(Given text Opens)

But it’s a product of something else too, something more important, long term. Since 2009, the party’s membership has doubled. It was, arguably, Bristol which granted Britain its newest Green MEP. The Bristol Greens have grown drastically in recent years, winning council seats where they had none, and becoming serious players in the city where they weren’t before. Bristol is relatively typical. Greens are now the opposition on Liverpool city council. We came second across Manchester, and picked up good votes in numerous cities across the country.

The point is this. In 2009, Greens were lucky to keep our two MEPs. They were in part delivered to us through astonishingly friendly last minute circumstance. This time, the MEPs were retained – and a new one elected, despite circumstances being much less friendly – through genuine growth in the party, through the development of roots in communities, and through a strategic decision which risked everything in order to break out of the South East bubble.

This tells us something else too. The people who voted Green in 2009 gave us little base to build on. They came from across the ideological spectrum (apart from the far right), and all that they had in common was that they were angry with the establishment parties and they didn’t want to support UKIP. This time, the votes were fought for and won one at a time. They were progressives voting for a clear ideological programme. Opinion polls before the election showed that they are overwhelmingly young, usually from social class C1 (lower middle class), and largely live in Housing Association or privately rented housing. In other words, they are the precariat. Anecdotally, the activist left and those involved in the student movement of 2010 turned out for us like they never have before.

Five years ago, we had the wind on our back. This time, it was blowing against us. Gaining ground in that context is hugely encouraging for the party. This gain is reflected in the local election results. Whilst the increase in council seats were not huge, the increase in vote in seats the party did not target and did little work in was remarkable – scoring 15% across all of Ealing, 10% across Hillingdon, 7% across Carlisle, 8% across Portsmouth, 13% across Manchester, 14% across Barnet, 13% across Reading. These, remember, are in first past the post council elections, mostly in seats Greens will have done no work in, often in the middle of two other parties squeezing. We also picked up our first seat in Belfast across a vast ward, giving us a good crack at a second Assembly seat in Northern Ireland next time. This is not to mention 20% across normal strongholds of Hackney, Islington, Lewisham, Oxford, and coming first, according to ballot box samples, across Brighton Pavillion.

(Given text Closes)
(Dataset records Opens)

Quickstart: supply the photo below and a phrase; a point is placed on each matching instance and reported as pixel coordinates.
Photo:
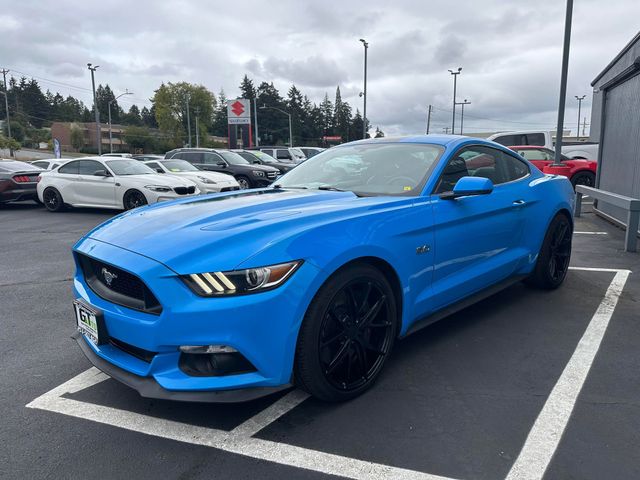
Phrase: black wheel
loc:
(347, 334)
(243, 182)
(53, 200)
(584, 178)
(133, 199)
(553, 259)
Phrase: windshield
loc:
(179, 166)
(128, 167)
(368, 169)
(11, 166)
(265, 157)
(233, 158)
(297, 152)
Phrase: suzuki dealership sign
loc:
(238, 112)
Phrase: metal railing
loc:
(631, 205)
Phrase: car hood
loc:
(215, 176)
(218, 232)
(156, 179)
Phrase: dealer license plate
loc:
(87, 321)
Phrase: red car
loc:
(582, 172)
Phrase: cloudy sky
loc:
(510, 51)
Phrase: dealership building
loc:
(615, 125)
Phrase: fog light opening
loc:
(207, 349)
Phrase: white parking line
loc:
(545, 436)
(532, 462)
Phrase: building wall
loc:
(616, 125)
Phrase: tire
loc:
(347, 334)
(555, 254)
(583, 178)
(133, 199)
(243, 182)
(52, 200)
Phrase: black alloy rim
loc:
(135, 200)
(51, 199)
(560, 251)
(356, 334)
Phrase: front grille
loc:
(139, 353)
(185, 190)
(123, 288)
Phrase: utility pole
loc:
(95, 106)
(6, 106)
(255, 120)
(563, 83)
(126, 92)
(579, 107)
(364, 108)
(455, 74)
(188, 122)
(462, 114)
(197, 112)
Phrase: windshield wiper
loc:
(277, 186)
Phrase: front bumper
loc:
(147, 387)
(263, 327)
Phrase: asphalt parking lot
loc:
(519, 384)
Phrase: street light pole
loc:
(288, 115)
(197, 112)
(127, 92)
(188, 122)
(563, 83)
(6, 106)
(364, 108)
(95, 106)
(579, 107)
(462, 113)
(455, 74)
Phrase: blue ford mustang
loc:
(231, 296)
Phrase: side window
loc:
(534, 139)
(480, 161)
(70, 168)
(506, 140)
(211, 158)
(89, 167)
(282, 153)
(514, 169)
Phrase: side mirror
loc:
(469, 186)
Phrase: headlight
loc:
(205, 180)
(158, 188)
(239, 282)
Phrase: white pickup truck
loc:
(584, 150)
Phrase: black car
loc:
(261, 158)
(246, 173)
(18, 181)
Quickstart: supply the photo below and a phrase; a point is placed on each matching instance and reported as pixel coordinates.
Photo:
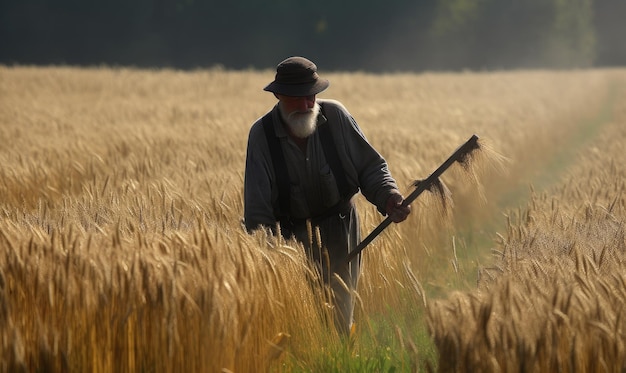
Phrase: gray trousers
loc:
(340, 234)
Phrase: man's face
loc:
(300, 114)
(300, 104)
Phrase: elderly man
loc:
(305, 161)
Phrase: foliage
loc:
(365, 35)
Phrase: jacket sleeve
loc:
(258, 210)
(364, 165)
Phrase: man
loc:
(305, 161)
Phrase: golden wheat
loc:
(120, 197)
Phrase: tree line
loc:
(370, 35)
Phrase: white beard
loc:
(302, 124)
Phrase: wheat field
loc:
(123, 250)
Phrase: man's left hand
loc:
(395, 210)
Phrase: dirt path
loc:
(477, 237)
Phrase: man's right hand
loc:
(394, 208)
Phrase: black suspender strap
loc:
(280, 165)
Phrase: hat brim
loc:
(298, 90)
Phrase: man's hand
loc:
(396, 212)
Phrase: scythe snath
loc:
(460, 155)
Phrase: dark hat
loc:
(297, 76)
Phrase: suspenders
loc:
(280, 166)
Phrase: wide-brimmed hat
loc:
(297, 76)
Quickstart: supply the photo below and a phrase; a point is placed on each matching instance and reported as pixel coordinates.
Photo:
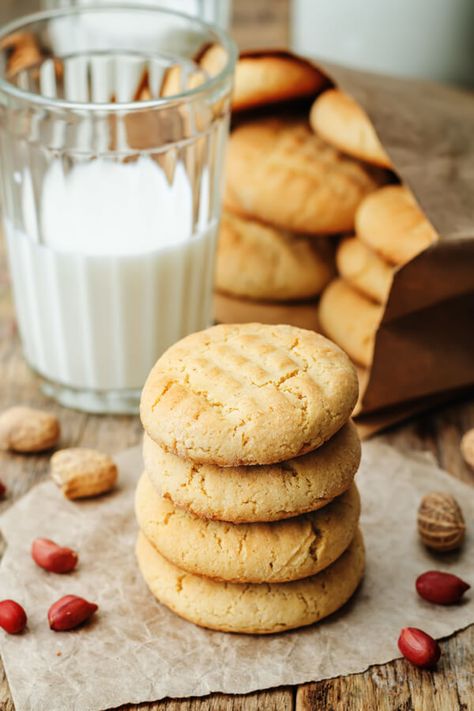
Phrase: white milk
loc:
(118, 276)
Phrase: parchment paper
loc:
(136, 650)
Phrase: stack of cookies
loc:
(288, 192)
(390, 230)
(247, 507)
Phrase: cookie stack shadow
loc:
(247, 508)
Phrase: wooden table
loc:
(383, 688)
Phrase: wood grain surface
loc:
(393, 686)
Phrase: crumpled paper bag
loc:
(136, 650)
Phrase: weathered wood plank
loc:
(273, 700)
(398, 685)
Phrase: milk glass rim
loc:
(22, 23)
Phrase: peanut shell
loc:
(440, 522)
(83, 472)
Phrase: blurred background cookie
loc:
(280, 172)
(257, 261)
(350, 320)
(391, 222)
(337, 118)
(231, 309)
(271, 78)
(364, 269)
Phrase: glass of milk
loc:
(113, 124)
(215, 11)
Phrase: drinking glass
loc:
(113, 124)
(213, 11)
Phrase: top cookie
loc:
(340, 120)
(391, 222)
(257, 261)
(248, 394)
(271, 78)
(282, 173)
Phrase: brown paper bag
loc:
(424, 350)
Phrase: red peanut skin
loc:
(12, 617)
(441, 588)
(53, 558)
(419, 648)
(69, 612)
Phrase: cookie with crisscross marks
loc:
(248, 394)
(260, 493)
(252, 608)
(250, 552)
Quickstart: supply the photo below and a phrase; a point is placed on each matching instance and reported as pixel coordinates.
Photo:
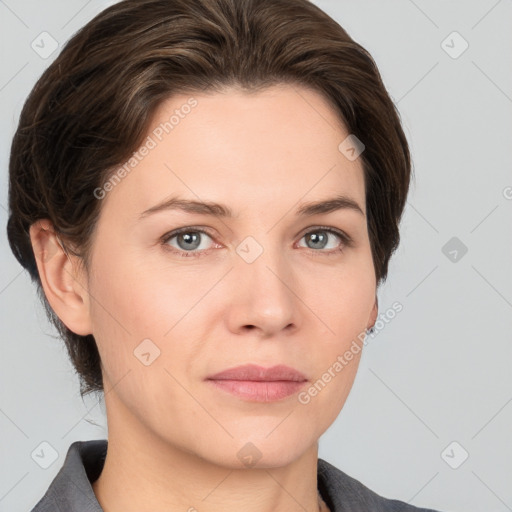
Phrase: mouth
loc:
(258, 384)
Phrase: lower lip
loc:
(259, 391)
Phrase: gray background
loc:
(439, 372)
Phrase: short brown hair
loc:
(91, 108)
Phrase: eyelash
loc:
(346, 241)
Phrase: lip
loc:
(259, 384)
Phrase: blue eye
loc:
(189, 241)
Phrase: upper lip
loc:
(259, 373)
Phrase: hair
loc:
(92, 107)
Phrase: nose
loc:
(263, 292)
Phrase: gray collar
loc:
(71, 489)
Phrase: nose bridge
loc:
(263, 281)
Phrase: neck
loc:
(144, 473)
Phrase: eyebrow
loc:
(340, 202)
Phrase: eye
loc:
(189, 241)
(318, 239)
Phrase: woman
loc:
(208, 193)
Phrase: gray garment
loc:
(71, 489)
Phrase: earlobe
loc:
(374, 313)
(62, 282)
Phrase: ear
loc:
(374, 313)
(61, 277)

(Dataset records Closes)

Required tasks
(A) Can you return the stretch of the passage on the Greens' election results from "But it’s a product" through "across the country.", copied word for word?
(B) According to the passage on the Greens' election results, what has happened to the party's membership since 2009?
(C) Why, according to the passage on the Greens' election results, did the people who voted Green in 2009 give the party little base to build on? Answer in one to three sentences.

Results of the tasks
(A)
But it’s a product of something else too, something more important, long term. Since 2009, the party’s membership has doubled. It was, arguably, Bristol which granted Britain its newest Green MEP. The Bristol Greens have grown drastically in recent years, winning council seats where they had none, and becoming serious players in the city where they weren’t before. Bristol is relatively typical. Greens are now the opposition on Liverpool city council. We came second across Manchester, and picked up good votes in numerous cities across the country.

(B) It has doubled.

(C) They came from across the ideological spectrum, apart from the far right. All they had in common was anger with the establishment parties and an unwillingness to support UKIP.